## DESCRIPTION OF THE TASK
Can you duplicate, word for word, the lines below starting at the line that contains "Output form: <point>682,980</point>" and ending at the line that contains "<point>423,195</point>"?

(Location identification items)
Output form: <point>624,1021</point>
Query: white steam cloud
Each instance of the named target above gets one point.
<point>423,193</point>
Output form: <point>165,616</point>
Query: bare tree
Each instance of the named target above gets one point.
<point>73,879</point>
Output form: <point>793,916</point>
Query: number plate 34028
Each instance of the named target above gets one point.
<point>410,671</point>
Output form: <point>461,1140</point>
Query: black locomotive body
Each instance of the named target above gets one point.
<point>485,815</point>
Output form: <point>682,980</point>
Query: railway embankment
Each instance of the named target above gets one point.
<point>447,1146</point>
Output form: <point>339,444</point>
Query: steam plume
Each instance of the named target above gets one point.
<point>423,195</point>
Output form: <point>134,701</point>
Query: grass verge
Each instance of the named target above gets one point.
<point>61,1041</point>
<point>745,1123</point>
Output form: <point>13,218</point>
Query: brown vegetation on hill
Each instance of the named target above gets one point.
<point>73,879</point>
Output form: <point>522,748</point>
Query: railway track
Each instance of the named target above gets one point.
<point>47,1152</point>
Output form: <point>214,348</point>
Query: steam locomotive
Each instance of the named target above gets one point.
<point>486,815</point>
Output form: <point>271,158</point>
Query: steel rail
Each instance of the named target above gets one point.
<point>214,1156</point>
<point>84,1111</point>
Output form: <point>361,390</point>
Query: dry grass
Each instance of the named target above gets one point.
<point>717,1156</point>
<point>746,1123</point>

## IN RESPONSE
Output form: <point>682,980</point>
Query: railway embankment
Each instance of the named target above gets one point.
<point>447,1146</point>
Output form: <point>339,444</point>
Query: steam plume
Each instance of the named target above gets one point.
<point>423,195</point>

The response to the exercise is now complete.